Start of Data in this exercise

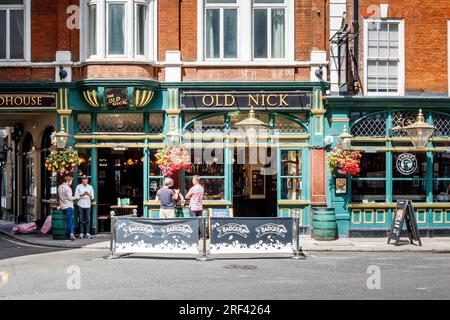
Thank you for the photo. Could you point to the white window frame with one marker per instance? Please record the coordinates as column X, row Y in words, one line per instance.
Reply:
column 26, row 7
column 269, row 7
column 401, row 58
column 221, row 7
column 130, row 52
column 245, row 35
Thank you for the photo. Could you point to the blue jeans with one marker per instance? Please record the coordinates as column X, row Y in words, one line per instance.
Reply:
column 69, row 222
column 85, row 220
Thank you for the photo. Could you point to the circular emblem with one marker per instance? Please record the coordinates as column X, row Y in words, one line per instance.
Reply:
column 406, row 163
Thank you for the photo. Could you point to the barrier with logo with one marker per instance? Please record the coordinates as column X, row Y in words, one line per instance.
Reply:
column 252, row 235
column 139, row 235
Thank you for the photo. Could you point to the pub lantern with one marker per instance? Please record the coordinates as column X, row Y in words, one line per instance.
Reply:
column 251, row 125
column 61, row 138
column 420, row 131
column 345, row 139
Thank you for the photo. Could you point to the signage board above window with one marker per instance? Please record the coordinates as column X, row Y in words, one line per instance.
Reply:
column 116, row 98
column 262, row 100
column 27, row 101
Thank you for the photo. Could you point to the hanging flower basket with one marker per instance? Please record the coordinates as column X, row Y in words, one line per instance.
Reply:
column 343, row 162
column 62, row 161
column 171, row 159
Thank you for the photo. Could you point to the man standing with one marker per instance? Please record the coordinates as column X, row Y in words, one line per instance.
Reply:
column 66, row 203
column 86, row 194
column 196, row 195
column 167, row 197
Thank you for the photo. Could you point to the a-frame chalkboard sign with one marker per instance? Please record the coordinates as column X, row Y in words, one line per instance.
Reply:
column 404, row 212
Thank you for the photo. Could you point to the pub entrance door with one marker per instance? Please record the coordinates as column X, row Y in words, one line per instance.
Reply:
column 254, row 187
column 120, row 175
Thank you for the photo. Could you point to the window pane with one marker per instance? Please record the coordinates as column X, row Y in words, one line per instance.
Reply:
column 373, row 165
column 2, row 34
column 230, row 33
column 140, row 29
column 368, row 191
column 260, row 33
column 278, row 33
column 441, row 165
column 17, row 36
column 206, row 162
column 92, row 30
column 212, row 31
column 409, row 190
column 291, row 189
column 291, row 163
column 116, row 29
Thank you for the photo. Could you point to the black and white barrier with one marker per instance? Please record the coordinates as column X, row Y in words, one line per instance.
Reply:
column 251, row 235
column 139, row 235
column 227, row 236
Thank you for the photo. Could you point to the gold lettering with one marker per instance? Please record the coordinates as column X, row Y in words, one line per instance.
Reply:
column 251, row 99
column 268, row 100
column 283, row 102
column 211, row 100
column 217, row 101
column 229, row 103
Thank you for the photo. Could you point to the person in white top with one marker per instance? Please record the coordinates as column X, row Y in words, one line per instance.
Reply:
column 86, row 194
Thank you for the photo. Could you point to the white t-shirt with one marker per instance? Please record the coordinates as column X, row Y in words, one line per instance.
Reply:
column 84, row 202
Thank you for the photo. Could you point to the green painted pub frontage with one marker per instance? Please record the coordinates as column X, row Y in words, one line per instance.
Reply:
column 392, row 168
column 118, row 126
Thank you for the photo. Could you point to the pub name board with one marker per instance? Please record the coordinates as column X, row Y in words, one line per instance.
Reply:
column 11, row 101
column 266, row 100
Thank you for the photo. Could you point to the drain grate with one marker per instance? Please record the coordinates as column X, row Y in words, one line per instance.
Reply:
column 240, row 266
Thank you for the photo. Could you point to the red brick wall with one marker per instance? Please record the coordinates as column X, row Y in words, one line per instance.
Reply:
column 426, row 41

End of Data in this exercise
Start of Data in this exercise

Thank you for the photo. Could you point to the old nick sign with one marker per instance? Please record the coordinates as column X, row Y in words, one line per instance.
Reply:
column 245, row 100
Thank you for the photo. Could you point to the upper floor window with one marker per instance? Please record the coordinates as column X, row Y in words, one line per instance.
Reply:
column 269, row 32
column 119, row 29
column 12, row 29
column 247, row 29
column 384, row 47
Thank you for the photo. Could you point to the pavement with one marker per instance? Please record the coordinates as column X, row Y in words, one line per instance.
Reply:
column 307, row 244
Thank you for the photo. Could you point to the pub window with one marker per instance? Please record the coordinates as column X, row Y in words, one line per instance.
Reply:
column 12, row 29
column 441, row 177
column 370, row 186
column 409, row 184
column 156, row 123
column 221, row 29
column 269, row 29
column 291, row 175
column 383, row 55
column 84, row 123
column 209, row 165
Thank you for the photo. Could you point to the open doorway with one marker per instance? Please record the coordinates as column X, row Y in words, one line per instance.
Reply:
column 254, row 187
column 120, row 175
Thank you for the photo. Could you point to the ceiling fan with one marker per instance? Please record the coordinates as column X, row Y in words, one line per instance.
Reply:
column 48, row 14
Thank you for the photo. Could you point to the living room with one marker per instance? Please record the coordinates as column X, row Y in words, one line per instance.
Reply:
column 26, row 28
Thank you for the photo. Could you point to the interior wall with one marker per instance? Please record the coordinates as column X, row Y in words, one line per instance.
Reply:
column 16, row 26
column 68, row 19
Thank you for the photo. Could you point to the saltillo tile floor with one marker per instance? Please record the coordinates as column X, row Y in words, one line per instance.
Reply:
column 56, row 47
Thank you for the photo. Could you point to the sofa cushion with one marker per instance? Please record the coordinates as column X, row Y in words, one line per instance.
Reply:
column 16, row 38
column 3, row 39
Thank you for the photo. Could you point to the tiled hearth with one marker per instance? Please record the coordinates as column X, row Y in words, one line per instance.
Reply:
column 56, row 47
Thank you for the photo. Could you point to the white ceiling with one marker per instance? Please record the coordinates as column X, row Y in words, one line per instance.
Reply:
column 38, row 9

End of Data in this exercise

__Exercise goal__
Locate the lines above that hold the word "frame". Show every one of them.

__Final answer__
Thank you for the photo. Could you point to the white window frame with one marker per instance? Please record the coordinates as column X, row Y in words, one line per instance.
Thank you for the photo. Could you point to the a-frame chalkboard sign with one marker per instance? Please record the coordinates as column X, row Y in words, one line per instance.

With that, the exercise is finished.